What you should do
The response should be the records below, repeated exactly, with each picture left out.

——————

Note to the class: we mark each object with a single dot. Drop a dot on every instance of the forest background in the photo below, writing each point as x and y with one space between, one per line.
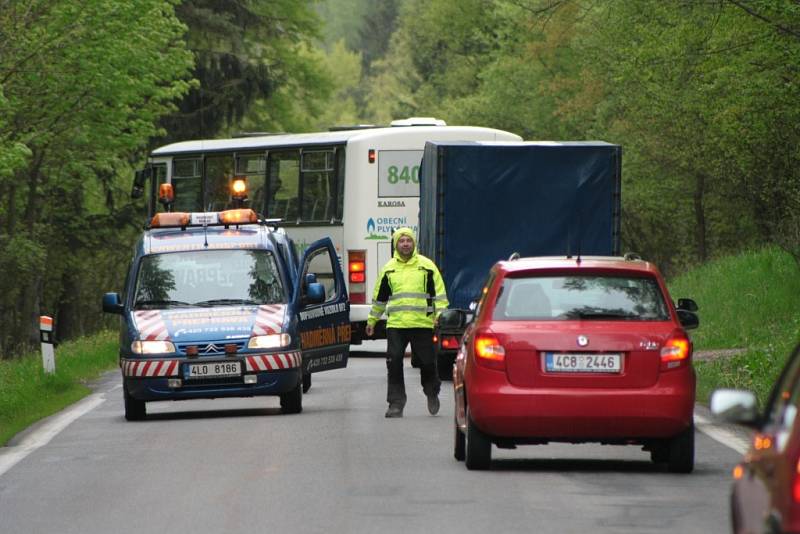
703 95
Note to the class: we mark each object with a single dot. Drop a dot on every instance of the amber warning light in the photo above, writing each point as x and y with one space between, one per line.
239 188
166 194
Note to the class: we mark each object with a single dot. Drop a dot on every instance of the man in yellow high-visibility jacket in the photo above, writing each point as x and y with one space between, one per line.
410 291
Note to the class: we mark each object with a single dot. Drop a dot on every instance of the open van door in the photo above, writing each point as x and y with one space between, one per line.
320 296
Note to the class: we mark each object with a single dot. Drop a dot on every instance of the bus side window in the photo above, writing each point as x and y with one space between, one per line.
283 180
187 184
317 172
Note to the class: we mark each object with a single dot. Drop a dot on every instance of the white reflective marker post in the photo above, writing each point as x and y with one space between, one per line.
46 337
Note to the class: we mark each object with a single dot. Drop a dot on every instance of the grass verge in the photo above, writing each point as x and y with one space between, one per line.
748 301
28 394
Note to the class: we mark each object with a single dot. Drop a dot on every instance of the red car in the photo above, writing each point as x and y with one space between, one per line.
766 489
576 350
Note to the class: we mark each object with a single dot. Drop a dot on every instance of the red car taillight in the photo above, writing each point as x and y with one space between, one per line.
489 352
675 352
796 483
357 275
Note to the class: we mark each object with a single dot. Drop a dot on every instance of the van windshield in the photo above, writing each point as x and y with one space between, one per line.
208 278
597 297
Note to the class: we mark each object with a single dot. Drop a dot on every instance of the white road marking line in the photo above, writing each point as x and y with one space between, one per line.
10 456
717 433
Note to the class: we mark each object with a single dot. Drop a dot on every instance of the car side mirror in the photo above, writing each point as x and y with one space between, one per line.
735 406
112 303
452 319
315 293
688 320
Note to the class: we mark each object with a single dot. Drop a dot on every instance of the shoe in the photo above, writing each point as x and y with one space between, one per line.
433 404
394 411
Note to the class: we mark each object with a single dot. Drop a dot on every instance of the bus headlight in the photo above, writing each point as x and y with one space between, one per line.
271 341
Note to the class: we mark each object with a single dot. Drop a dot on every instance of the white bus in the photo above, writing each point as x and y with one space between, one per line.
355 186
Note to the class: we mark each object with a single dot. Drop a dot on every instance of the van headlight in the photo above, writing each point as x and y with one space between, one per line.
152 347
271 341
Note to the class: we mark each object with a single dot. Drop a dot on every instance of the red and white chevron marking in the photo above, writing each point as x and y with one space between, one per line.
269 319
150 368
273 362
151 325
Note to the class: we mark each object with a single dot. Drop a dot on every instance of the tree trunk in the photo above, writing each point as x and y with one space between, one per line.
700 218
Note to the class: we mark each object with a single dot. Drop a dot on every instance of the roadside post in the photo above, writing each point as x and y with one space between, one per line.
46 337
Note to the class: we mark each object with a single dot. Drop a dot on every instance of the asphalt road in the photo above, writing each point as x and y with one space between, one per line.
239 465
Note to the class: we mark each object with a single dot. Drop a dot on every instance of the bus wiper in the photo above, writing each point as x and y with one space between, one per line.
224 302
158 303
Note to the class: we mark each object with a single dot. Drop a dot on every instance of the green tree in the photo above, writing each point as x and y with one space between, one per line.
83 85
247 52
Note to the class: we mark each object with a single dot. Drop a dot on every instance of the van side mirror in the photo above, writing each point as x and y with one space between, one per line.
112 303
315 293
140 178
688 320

——————

Output for this task
Note to the class: we mark each object with a single dot. Drop a dot on every instance of the forest background in the photo below, writing each point as x and y with one space between, one per line.
703 95
Note to the class: we mark each object with a single dot. Drop a dot on every instance of the amber warning light in the photo above, writing each point as x and y with one space between, one per line.
239 188
166 194
Note to the class: we mark each object with a single dot. Drop a dot on every instance of the man in yellow high-visibility jacket in the photo above, writing each point as x and y with one space between, one per line.
410 291
Note to the class: we mark each object with a single dot. Drop a dot on every instance of the open van door in the photo above, writing each point as x and y with one space between, one per line.
320 296
Note to the class: we mark each object with a single dot. Drop a dot on every instance of the bus side window in the photo above, writing each point as x and y with one space between, one per line.
283 180
187 184
317 172
Note to the class: we mark each object with a single dot. Drop a dot on every instance of the white reflective marker post in the photo above, writing each point as x and y with one space between, one per line.
46 337
Note to the class: we mark each object with a single dot. Drop a dot on every instance of the grass verge in the photo above, writing each point as x and y with one space between, one per line.
748 301
28 394
Note to the class: we mark each object with a single dot. Drop a dot on every instance of the red car in the photo above, writing each point as x and y with one space between, one per line.
766 489
576 350
Note to the class: we mark each object with a single dot. Drop a dot on every instance of the red car taillight in the photo above, writing each point as x and y with one space between, one per line.
489 352
675 352
796 483
357 275
Note to the class: we mark each object with a single dot. Drop a dot on every instance of the van windshield in the photo above, writing each point as x and y with one space between, one per line.
208 278
597 297
Note to the class: we mark each object with a single dot. Drop a dot on every instance of the white road marking line in the photo above, writing each point as x and y with one space between, one per line.
10 456
717 433
Note to the class: we mark each object with a single dot. Drop a dot on every instance of the car side mirror in the photo above, writing each point as x and y with one space between, one per line.
735 406
112 303
452 319
315 293
688 320
Note to the class: we mark each object with a single dot. Drop a dot on every instance of the shoe in the photo above, writing each point as x and y with one space between, one per line.
433 404
394 411
Note to the class: we mark each object with a single dot. Drop a dot on every instance of the bus headlight in the photo above, writing each point as x and y with one space between, one per line.
271 341
Note to the class: we mark each object with a single dot. Drop a dot on every instance of the white bus in the photo above, writing each point as x and y with one space between, one per line.
355 186
Note to the class: we mark each object with a single dot. Drop a dot on every instance of the van headlight in the photo above, writing each point as x and y with one space between, one per line.
152 347
271 341
Note to the class: we mark each object with a single dot. Drop a dot on every instance of the red and white chevron marking in the photo above, writing each point as x and y with one space between, one per line.
269 319
150 368
273 362
151 325
Note to the class: we mark each object with a single dot. Drop a dot on every instance of the tree trunk in the photo above, writing each point as x and y with one space between, one per line.
700 218
Note to the class: we mark each object with a single dot. Drop a dot on every instance of the roadside post in the photo above, writing each point as x and y with one space between, one per line.
46 337
Note to the class: we mark each object with a single dot. Drop a dot on every instance of the asphalt road in the photo above, writing each point as x and y with one space between, one per line.
239 465
Note to the class: we mark each object with a single dot. Drop a dot on every instance of the bus wiper in the photo above, writing each point as x and y with one space between, one per line.
224 302
158 303
Note to the class: we mark each object with a single dot. Drop a dot on every instance of the green tree in the photo above, writing each point as x and y with one space between, one per line.
83 85
247 52
Note to the class: we mark each object with a single dot. Drop a dot on every instance of the van side mirror in the photo above, writing each point as x and y with one space between, one per line.
112 303
315 293
140 178
688 320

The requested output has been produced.